• _REQUIREMENTS_:
Find every line in the entries that contains the word "yellow" and copy each of those lines.

::: RAW RECORDS :::

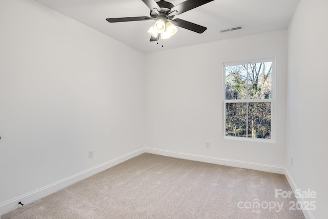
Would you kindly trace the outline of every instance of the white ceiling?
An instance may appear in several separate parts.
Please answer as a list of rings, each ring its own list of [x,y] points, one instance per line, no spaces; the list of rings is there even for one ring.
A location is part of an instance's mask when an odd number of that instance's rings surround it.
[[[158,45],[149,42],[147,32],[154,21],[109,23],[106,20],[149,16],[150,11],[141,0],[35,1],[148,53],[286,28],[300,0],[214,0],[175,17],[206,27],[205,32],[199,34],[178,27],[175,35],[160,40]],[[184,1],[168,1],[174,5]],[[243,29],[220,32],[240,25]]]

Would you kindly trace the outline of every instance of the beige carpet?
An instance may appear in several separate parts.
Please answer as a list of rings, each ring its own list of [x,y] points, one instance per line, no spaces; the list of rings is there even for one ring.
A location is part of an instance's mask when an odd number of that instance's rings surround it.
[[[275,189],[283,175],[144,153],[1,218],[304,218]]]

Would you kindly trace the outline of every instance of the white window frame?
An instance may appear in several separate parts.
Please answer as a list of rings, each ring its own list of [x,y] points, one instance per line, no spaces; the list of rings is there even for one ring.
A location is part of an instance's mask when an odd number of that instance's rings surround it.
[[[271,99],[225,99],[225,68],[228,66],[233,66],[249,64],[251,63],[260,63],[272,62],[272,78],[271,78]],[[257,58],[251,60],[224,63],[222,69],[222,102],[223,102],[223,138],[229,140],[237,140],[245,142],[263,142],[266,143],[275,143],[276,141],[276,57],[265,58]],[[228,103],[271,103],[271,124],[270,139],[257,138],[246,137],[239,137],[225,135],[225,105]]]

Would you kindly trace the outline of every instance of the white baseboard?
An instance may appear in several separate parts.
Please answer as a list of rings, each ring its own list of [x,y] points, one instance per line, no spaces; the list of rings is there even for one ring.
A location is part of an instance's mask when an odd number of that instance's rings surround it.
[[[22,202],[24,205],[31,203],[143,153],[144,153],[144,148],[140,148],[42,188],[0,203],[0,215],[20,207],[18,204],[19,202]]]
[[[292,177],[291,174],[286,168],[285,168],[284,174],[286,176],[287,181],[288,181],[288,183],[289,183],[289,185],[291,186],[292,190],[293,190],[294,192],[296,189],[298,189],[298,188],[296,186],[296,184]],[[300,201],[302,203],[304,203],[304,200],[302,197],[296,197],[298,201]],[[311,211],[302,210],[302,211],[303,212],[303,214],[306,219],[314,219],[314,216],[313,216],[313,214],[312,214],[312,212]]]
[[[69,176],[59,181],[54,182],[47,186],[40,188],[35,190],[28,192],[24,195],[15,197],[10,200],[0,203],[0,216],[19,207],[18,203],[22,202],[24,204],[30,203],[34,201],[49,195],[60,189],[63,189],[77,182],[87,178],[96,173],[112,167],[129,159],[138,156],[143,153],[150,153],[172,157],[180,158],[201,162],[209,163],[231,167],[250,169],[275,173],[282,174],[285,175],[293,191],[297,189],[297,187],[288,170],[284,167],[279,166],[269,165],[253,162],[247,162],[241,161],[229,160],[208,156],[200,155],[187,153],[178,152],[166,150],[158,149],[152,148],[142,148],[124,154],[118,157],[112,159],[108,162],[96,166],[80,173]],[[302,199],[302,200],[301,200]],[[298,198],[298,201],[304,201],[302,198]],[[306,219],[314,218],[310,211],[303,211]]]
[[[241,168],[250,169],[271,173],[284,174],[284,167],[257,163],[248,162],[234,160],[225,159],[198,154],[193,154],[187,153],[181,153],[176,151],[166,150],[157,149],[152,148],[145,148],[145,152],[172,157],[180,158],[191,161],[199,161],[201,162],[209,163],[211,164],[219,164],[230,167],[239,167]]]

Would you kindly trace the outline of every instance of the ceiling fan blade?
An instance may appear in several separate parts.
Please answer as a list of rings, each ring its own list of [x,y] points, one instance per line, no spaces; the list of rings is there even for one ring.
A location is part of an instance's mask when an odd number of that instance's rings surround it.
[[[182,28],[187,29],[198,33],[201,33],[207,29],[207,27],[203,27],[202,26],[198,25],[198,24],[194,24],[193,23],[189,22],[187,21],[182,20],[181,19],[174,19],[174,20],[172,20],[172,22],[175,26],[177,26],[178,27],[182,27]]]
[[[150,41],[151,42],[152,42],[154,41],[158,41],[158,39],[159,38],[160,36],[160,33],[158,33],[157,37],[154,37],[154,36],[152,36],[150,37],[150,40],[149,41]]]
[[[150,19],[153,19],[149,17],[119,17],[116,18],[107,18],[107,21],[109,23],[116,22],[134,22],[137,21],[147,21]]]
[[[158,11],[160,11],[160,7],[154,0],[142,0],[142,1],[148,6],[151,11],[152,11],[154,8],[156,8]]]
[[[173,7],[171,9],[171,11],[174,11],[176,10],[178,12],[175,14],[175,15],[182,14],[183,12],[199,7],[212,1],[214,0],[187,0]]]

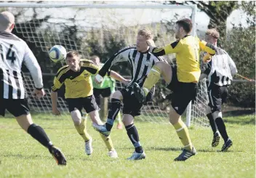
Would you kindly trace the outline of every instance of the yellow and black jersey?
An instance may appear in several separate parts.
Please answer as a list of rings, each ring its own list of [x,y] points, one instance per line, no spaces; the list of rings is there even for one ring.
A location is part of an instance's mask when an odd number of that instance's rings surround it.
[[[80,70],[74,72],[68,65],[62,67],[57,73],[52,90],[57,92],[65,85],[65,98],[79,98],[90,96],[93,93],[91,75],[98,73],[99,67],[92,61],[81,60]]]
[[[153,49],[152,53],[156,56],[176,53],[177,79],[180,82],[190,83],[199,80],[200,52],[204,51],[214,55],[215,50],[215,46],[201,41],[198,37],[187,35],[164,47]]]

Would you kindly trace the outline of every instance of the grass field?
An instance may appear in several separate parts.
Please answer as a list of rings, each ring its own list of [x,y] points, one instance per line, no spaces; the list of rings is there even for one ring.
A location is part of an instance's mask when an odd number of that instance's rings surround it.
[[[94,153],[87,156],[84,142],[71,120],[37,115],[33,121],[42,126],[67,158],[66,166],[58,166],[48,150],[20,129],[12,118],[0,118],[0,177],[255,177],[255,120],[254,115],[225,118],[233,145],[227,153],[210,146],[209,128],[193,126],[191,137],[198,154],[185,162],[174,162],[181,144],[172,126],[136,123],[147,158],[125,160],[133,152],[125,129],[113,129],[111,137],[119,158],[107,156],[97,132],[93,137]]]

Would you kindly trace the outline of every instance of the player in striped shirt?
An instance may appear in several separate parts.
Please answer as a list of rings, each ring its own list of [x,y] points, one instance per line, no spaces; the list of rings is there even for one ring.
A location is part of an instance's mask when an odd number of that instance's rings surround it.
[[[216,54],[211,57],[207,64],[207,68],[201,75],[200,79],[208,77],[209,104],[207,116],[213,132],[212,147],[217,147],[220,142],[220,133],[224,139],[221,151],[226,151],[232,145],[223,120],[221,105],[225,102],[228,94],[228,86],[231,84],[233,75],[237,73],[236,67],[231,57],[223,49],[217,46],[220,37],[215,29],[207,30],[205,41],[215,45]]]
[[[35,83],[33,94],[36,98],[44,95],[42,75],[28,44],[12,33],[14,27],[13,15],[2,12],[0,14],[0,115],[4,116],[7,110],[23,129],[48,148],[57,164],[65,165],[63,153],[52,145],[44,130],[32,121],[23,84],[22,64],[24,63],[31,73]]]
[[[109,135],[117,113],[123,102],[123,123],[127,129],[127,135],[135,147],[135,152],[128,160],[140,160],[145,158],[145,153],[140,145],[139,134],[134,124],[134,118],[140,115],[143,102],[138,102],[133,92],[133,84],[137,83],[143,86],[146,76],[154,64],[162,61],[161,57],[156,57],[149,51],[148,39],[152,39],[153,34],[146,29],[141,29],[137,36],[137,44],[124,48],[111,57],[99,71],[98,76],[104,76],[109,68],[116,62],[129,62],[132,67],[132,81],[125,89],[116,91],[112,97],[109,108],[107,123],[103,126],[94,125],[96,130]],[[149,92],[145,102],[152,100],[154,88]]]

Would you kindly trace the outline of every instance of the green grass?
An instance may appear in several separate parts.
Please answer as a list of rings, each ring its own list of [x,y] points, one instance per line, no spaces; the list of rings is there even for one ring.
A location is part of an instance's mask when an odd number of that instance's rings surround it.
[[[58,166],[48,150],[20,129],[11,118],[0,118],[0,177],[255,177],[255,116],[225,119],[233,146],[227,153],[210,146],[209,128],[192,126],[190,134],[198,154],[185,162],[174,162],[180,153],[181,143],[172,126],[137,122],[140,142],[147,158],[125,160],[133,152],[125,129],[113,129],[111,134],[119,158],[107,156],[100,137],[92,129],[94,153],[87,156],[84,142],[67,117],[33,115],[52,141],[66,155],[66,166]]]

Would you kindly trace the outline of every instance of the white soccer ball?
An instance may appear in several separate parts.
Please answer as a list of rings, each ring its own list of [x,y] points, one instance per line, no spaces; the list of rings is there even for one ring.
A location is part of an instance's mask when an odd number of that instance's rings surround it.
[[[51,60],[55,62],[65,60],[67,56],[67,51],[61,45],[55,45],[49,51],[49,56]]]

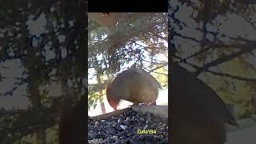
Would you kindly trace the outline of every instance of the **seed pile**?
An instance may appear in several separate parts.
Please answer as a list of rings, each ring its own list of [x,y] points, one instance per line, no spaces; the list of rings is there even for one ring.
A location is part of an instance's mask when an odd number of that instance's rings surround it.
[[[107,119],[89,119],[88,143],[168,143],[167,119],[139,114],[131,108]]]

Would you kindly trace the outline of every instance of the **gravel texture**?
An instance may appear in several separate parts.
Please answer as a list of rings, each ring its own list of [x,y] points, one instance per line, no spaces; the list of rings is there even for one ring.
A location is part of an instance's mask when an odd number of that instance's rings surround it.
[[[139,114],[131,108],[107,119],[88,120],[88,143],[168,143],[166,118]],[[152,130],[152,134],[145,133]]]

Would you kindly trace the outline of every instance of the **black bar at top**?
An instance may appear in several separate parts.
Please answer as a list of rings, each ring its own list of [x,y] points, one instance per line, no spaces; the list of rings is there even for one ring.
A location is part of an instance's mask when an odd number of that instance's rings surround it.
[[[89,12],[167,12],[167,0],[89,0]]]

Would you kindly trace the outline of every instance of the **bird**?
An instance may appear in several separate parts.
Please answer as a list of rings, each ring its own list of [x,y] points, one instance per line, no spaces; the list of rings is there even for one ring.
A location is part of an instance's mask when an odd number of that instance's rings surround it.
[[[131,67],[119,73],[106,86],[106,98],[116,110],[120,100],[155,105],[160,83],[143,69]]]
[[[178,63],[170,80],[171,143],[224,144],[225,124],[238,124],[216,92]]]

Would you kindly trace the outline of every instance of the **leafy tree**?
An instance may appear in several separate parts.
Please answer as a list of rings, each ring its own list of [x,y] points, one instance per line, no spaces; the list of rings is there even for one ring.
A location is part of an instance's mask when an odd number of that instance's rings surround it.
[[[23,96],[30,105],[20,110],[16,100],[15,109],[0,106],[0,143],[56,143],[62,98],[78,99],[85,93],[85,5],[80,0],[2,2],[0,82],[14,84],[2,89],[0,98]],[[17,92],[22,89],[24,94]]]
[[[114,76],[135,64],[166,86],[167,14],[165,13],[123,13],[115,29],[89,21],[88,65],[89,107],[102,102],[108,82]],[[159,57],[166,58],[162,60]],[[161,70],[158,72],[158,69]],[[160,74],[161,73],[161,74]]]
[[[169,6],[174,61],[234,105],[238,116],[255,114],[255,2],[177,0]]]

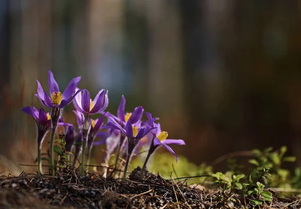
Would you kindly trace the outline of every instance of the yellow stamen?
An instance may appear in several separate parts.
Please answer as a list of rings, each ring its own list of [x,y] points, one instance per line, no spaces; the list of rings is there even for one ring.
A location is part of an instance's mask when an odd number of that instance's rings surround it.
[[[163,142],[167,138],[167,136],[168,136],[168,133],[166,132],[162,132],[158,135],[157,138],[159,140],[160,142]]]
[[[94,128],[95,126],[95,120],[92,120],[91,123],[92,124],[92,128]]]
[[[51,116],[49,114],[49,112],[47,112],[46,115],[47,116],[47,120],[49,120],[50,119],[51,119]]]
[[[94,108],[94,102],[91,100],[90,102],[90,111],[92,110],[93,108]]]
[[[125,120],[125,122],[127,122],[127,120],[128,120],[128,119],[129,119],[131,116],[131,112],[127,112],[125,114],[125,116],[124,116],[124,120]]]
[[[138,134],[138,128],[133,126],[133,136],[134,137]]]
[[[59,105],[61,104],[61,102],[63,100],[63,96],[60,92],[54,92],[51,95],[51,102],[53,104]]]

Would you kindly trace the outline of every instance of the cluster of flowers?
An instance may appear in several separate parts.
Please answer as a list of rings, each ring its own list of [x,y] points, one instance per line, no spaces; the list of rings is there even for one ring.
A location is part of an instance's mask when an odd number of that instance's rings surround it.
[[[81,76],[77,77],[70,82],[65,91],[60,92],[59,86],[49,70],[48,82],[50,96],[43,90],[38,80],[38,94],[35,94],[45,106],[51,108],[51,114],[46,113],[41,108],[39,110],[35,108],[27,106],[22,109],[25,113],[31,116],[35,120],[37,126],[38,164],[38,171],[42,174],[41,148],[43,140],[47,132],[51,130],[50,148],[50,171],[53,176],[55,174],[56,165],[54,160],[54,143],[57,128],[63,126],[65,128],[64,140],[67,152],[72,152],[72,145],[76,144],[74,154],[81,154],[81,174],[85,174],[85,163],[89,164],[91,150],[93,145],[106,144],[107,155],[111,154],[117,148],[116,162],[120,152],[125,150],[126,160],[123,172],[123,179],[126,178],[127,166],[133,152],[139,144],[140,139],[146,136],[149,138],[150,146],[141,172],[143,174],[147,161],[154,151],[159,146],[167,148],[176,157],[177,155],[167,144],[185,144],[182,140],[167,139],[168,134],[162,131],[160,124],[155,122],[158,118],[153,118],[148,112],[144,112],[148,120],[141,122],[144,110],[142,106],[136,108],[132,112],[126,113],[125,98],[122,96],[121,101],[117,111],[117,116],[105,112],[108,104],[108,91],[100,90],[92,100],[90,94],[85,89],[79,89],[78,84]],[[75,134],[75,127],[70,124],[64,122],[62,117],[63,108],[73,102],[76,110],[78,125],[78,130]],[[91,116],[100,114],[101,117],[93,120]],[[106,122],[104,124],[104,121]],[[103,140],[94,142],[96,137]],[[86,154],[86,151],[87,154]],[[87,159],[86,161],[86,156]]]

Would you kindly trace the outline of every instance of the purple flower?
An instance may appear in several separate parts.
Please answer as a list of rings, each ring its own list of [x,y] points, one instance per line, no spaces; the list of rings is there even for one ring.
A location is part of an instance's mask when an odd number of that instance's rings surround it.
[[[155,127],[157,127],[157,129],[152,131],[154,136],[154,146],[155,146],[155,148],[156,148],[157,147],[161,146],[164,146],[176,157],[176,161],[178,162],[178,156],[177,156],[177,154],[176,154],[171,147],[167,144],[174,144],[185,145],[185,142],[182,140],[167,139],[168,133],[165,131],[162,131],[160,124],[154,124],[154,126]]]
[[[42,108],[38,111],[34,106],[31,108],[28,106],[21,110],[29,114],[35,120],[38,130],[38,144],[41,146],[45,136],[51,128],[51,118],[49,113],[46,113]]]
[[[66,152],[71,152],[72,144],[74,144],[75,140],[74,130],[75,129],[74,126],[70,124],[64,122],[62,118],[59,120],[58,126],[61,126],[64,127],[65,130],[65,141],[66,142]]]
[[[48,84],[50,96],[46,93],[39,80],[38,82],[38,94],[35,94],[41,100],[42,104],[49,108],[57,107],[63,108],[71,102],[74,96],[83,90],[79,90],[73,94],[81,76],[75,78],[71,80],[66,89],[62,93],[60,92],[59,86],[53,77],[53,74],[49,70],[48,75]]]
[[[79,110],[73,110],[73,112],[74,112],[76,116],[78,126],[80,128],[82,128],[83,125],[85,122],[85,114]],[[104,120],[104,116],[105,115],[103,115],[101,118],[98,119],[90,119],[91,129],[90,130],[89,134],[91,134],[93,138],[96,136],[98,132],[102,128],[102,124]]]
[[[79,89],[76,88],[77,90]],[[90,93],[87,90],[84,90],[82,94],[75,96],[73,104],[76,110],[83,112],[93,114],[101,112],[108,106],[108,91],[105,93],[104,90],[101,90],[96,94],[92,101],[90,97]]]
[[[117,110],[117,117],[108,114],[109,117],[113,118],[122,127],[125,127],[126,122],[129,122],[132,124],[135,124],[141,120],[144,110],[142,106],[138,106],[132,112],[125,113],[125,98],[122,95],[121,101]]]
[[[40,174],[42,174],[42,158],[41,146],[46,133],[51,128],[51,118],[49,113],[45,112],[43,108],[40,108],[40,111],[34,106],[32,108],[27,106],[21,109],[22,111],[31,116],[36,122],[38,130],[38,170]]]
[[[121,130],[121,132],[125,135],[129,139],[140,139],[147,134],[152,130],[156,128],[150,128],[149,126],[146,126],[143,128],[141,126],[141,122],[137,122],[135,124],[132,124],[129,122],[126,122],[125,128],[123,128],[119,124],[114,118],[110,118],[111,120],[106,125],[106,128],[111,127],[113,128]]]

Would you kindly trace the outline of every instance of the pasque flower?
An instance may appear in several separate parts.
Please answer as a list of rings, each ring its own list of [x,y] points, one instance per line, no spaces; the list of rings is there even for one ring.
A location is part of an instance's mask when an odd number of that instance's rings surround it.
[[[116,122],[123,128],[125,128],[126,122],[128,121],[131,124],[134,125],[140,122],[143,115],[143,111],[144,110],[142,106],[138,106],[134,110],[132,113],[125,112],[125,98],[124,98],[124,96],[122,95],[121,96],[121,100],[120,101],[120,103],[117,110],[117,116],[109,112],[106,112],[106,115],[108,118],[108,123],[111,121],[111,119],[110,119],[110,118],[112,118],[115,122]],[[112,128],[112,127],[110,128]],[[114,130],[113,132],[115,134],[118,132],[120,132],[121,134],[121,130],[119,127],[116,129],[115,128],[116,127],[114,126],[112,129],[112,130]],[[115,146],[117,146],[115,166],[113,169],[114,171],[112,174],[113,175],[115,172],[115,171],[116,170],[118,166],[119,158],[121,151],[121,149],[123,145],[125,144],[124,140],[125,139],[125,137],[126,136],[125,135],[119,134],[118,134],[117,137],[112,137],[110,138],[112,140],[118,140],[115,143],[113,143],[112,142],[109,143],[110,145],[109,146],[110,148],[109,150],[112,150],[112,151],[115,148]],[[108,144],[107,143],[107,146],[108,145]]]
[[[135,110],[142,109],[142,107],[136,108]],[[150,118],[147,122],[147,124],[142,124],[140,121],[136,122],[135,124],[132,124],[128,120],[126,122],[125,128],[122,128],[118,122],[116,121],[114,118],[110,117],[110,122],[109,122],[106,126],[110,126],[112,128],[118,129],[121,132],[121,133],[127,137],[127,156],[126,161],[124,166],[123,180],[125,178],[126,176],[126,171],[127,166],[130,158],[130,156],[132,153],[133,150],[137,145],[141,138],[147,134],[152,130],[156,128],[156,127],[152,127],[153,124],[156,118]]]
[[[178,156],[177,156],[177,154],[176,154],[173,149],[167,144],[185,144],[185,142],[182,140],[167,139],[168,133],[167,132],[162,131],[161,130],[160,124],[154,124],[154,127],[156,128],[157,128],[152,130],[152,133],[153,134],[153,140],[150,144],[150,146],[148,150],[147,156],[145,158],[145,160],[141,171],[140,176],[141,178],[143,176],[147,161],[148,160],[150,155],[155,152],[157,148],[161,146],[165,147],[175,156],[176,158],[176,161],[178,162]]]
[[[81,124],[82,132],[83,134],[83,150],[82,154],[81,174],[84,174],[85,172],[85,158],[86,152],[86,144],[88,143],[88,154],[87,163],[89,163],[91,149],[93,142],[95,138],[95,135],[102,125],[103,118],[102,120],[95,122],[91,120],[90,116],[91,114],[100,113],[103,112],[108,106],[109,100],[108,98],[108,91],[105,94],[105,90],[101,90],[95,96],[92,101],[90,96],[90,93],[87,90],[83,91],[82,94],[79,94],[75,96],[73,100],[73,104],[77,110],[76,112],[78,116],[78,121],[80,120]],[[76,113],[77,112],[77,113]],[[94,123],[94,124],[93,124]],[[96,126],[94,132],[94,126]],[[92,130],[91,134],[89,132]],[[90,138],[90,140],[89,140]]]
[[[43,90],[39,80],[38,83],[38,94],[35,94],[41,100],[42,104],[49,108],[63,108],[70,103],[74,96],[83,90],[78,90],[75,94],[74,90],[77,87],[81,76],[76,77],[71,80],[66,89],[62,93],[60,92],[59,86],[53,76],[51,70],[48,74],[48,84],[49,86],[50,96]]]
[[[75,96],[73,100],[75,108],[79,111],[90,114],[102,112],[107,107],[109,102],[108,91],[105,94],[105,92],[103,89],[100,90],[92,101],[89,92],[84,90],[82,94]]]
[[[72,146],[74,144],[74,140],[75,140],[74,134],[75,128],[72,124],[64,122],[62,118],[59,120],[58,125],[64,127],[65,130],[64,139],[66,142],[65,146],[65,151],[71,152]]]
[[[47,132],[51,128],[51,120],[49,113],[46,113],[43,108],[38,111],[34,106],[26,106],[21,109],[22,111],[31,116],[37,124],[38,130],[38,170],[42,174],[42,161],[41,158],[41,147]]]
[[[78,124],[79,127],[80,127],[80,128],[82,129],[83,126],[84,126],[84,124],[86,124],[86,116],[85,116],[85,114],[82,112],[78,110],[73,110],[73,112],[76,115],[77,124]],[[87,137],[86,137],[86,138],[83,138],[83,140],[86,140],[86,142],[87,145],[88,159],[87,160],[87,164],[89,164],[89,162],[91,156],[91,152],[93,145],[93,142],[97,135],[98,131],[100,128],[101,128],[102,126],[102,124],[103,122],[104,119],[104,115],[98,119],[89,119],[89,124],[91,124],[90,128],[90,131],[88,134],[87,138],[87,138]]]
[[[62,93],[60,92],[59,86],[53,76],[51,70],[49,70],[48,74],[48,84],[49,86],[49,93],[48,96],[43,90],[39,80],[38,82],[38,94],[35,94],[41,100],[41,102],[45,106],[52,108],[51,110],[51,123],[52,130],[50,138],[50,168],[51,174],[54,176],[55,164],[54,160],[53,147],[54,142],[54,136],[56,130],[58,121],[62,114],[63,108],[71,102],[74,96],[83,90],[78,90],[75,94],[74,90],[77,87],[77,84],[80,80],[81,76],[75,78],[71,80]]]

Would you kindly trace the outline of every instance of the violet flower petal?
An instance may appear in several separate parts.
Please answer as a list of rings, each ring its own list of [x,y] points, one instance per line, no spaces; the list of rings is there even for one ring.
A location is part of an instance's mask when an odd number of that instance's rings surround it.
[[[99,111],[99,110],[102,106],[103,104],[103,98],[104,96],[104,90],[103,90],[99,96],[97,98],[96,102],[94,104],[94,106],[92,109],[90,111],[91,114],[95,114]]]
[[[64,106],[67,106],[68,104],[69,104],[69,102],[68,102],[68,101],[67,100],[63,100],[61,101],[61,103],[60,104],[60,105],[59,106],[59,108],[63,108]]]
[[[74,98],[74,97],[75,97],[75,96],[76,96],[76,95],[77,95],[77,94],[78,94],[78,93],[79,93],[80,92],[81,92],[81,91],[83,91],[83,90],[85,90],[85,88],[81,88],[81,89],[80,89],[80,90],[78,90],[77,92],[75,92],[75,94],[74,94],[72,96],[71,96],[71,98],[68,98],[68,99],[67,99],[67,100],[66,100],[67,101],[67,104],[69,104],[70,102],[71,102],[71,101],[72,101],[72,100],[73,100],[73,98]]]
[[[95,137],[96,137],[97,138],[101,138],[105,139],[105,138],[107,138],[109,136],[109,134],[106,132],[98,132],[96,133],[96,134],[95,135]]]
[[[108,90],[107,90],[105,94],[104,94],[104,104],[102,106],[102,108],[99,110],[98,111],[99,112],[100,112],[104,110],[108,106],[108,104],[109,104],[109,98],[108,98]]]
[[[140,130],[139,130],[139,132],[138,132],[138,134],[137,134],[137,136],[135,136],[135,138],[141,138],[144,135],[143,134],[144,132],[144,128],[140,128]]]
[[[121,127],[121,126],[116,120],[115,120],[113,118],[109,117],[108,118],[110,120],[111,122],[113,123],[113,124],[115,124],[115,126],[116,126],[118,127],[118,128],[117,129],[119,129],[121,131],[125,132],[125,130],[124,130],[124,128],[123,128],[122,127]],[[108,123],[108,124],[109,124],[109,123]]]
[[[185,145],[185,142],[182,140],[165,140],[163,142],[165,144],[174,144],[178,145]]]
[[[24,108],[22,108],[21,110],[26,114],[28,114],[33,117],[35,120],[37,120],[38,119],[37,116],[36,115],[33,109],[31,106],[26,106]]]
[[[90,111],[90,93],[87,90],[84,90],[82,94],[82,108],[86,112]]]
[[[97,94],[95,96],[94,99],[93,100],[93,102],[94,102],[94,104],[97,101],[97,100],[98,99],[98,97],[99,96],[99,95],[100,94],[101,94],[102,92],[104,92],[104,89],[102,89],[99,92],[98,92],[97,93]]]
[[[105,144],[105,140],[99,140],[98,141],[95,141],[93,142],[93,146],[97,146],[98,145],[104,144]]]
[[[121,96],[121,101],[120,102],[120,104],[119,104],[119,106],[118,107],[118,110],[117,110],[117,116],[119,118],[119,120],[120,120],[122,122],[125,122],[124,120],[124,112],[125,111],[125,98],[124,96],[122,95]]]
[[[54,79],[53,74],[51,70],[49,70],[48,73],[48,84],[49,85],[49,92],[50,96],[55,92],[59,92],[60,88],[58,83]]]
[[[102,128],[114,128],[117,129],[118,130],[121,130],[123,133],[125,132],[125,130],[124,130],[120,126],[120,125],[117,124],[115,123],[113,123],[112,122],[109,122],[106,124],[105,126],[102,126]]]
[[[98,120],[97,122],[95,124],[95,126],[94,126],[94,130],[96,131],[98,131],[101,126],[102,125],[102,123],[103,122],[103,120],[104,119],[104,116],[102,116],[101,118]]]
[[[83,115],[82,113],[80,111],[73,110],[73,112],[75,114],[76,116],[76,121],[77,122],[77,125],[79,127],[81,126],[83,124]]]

:::

• _ANSWER TO THIS EXERCISE_:
Would you kindly trace the outline of every instance of the yellow and black jersey?
Would you kindly trace the outline of every instance of the yellow stamen?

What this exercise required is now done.